[Data supplied]

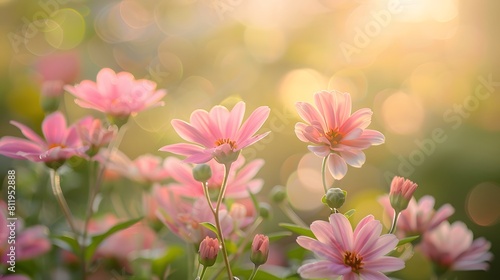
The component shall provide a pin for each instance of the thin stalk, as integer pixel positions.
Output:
(323, 175)
(394, 222)
(55, 181)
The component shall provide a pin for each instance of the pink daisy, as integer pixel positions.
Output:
(240, 181)
(334, 132)
(218, 134)
(418, 218)
(118, 95)
(452, 247)
(60, 143)
(352, 255)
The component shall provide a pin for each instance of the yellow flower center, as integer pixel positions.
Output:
(231, 143)
(333, 136)
(353, 260)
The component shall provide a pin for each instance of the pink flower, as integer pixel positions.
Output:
(352, 255)
(334, 132)
(240, 181)
(418, 218)
(260, 249)
(183, 217)
(118, 95)
(401, 192)
(452, 248)
(60, 143)
(209, 248)
(94, 135)
(218, 134)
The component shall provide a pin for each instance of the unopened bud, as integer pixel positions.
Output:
(334, 198)
(202, 172)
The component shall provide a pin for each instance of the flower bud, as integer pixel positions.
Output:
(209, 248)
(334, 198)
(260, 249)
(401, 192)
(202, 172)
(278, 193)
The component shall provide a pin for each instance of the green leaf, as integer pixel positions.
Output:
(298, 229)
(210, 226)
(96, 240)
(68, 243)
(407, 240)
(278, 235)
(349, 213)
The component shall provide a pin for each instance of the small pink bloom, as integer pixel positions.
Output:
(401, 192)
(93, 134)
(418, 218)
(118, 95)
(240, 181)
(209, 248)
(334, 132)
(218, 134)
(353, 255)
(453, 248)
(60, 143)
(260, 249)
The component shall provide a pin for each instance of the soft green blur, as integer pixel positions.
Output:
(428, 69)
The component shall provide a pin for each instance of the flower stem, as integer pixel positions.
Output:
(394, 222)
(55, 181)
(323, 175)
(254, 272)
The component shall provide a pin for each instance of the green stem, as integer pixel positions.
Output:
(394, 222)
(323, 173)
(254, 272)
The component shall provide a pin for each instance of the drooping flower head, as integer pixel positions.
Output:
(218, 134)
(240, 180)
(451, 247)
(401, 192)
(334, 132)
(118, 95)
(61, 142)
(353, 255)
(418, 218)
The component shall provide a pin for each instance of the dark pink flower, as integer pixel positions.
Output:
(352, 255)
(452, 248)
(334, 132)
(118, 95)
(218, 134)
(60, 143)
(418, 218)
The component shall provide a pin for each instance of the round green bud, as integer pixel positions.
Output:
(278, 194)
(334, 198)
(202, 172)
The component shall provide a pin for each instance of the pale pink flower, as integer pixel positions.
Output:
(118, 95)
(60, 143)
(418, 218)
(93, 134)
(452, 248)
(218, 134)
(183, 217)
(353, 255)
(401, 192)
(240, 181)
(209, 248)
(146, 168)
(334, 132)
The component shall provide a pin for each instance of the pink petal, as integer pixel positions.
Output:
(355, 158)
(337, 166)
(54, 128)
(252, 124)
(189, 133)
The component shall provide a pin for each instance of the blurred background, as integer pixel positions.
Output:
(428, 69)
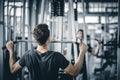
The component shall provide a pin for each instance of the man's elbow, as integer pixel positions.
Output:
(12, 70)
(74, 74)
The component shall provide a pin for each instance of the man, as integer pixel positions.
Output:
(80, 37)
(42, 63)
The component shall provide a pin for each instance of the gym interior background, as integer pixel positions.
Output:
(100, 19)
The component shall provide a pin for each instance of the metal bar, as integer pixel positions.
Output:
(118, 49)
(86, 73)
(2, 31)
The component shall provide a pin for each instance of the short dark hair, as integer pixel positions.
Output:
(80, 30)
(41, 33)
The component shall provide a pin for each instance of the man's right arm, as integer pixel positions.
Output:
(75, 69)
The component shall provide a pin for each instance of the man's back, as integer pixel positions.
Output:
(43, 66)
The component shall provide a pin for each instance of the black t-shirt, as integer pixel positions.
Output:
(43, 66)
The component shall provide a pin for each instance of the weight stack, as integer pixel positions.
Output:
(57, 8)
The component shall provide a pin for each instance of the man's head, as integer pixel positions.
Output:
(80, 34)
(41, 33)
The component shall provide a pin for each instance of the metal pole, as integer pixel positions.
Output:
(2, 31)
(118, 41)
(87, 76)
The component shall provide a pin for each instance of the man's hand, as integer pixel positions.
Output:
(10, 46)
(83, 47)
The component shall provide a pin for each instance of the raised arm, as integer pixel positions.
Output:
(75, 69)
(14, 65)
(96, 50)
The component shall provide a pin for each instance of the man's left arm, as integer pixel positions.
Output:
(14, 65)
(96, 50)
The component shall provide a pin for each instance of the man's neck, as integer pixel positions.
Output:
(42, 48)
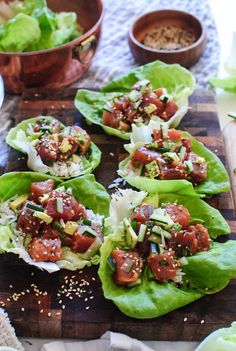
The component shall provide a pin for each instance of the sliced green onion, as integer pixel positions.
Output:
(154, 239)
(35, 207)
(90, 231)
(196, 221)
(134, 95)
(92, 249)
(164, 98)
(46, 129)
(134, 225)
(142, 233)
(59, 205)
(127, 265)
(182, 153)
(67, 131)
(189, 165)
(177, 227)
(111, 263)
(159, 149)
(153, 249)
(164, 130)
(159, 231)
(87, 222)
(172, 155)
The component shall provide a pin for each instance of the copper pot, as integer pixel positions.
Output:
(61, 66)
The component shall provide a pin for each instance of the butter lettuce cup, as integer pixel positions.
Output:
(156, 91)
(161, 253)
(167, 159)
(53, 148)
(52, 224)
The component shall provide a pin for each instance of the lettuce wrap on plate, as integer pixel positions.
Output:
(154, 91)
(53, 148)
(168, 158)
(52, 224)
(160, 254)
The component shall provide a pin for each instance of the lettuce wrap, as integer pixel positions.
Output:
(85, 190)
(22, 138)
(204, 273)
(217, 180)
(177, 80)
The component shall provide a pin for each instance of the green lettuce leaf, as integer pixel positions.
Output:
(18, 33)
(223, 339)
(177, 80)
(85, 189)
(217, 180)
(228, 83)
(19, 139)
(207, 272)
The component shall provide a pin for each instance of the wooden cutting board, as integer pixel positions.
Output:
(34, 299)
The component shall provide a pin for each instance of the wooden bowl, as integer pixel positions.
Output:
(186, 57)
(60, 66)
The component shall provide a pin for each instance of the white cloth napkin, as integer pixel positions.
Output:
(109, 342)
(8, 339)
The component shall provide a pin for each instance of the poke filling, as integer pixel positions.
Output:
(158, 239)
(65, 150)
(139, 106)
(169, 156)
(48, 219)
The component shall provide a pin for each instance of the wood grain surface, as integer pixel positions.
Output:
(34, 299)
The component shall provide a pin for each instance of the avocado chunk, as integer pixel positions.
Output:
(150, 109)
(70, 227)
(65, 146)
(18, 202)
(43, 216)
(18, 33)
(131, 237)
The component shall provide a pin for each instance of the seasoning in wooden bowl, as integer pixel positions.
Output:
(168, 38)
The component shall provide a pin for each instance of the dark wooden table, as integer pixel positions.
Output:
(43, 311)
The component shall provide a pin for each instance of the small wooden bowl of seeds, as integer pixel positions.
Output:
(168, 35)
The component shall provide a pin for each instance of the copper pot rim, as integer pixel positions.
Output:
(64, 46)
(200, 39)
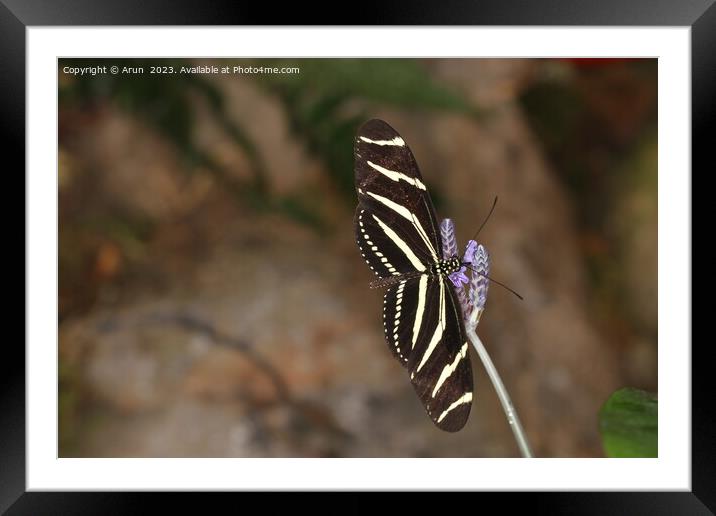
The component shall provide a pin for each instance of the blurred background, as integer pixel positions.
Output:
(213, 303)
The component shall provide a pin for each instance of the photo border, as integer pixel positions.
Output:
(699, 15)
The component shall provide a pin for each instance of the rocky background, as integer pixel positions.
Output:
(212, 302)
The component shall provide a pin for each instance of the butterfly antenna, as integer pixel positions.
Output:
(494, 203)
(494, 281)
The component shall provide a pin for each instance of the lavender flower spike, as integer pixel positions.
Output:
(447, 232)
(479, 284)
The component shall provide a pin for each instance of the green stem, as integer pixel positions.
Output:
(502, 393)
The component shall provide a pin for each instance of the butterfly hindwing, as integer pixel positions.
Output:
(439, 364)
(397, 234)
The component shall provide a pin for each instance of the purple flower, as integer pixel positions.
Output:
(459, 277)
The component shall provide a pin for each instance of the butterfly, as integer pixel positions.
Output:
(398, 236)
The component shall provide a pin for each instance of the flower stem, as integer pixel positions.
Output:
(507, 406)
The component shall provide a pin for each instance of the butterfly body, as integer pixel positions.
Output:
(398, 237)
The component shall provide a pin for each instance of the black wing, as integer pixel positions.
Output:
(398, 237)
(439, 362)
(395, 220)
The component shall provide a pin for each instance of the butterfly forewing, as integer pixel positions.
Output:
(398, 236)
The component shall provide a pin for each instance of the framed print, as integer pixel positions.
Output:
(273, 257)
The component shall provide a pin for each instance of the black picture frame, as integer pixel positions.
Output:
(17, 15)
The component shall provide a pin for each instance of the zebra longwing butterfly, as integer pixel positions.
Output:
(398, 236)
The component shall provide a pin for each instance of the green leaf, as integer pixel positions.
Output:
(628, 424)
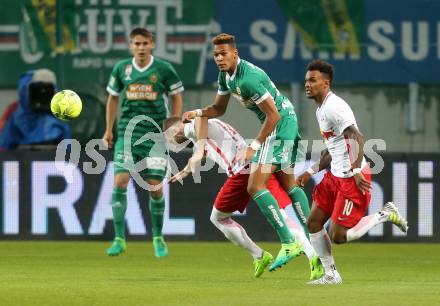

[/Data supplied]

▶ [Exercise requirements] Across the entries above, find each line with the word "green" and please copy it out.

▶ [Exercise solution]
The component shall provide a pin for each instance of the green leaf, as integer pixel positions.
The component shall provide a pin for each instance of the soft green blur, as integer pixel positions.
The component shall provide a pin for each instance of the green stem, as integer pixel positions.
The component shall provide a pin for each instance of the round green bud, as integer pixel positions.
The component shall provide a pin for each instance of the sliced green onion, as integer pixel positions.
The component shall provide a pin for each instance of the green lettuce leaf, as integer pixel positions.
The component shall provide a pin for each instance of the green stem, as integer pixel positions.
The component shall provide a pin for each instance of the green leaf, as integer pixel positions.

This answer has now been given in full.